◆ **Given problem 1**: Which tools or measures for dealing with noise on Vcc does the Vcc noise text name? List all of them.
◆ **Given problem 2**: Could you pull out the part of the Vcc noise text starting with "Surprisingly, the other" and going on through "the same level."?
◆ **Given problem 3**: In the Vcc noise text, when is Ground bounce or Vcc jitter particularly critical?

Surprisingly, the other key source of Vcc noise are integrated circuits themselves. This self-induced noise comes from logical switches that cause charge carriers to change their status. Each driver of an integrated circuit output pin connected to a board trace has to deal with a residual trace capacitance. Output level changes from logical “1” to “0” require the capacitor to be discharged, and conversely, output level changes from “0” to “1” need to charge the capacitance. Currents that are required for this are significantly higher than the currents that drive the inputs. This results in Ground bounce or Vcc jitter; and is particularly critical when parallel output ports switch their status at the same time to the same level.

Tools to Improve Noise Immunity
A first tier defense against unwanted noise on Vcc are support capacitors, positioned in the direct proximity to the Vcc pin of an IC. While these capacitors reduce noise significantly, they will not eliminate it. Developers must ensure that their designs are operating in the desired way, even with residual noise at Vcc; they have to immunize their electronics against noise.
Some design tools simulate noise energy at Vcc. Results may provide some indication on the chip’s behavior. The best way to improve immunization is to inject specific amounts of noise and CW signals into the Vcc line and analyze it directly. Instruments like Noisecom’s JV9000 Vcc Noise Generator provide these signals. Defined levels of noise or CW signals are coupled onto the Vcc bus, allowing study of the circuit’s response to noise and noise immunity.

◆ **Information provided**:
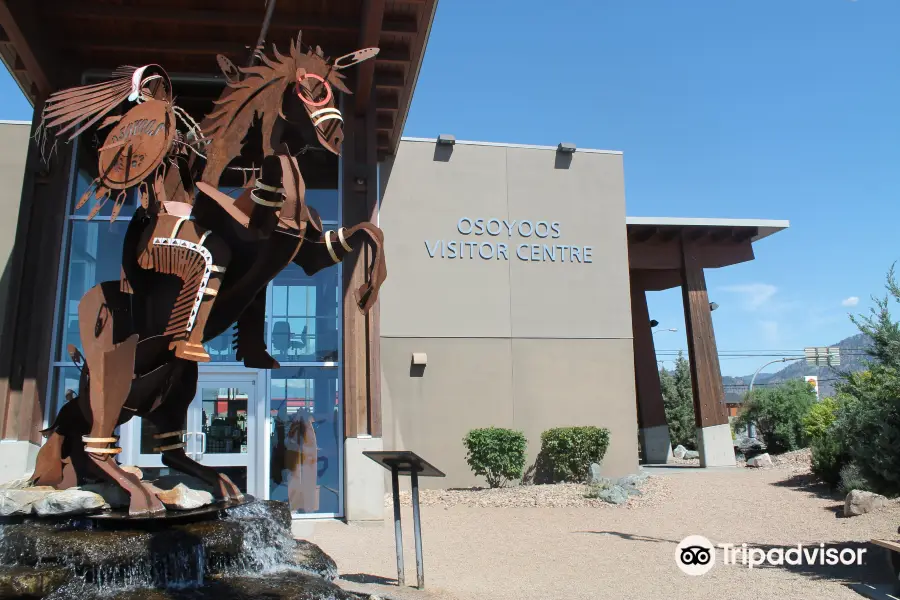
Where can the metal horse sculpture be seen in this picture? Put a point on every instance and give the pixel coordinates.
(195, 261)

◆ **Exercise solution 1**:
- Support capacitors placed in direct proximity to the Vcc pin of an IC
- Design tools that simulate noise energy at Vcc
- Instruments that inject defined noise and CW signals into the Vcc line, such as Noisecom's JV9000 Vcc Noise Generator

◆ **Exercise solution 2**:
Surprisingly, the other key source of Vcc noise are integrated circuits themselves. This self-induced noise comes from logical switches that cause charge carriers to change their status. Each driver of an integrated circuit output pin connected to a board trace has to deal with a residual trace capacitance. Output level changes from logical “1” to “0” require the capacitor to be discharged, and conversely, output level changes from “0” to “1” need to charge the capacitance. Currents that are required for this are significantly higher than the currents that drive the inputs. This results in Ground bounce or Vcc jitter; and is particularly critical when parallel output ports switch their status at the same time to the same level.

◆ **Exercise solution 3**: It is particularly critical when parallel output ports switch their status at the same time to the same level.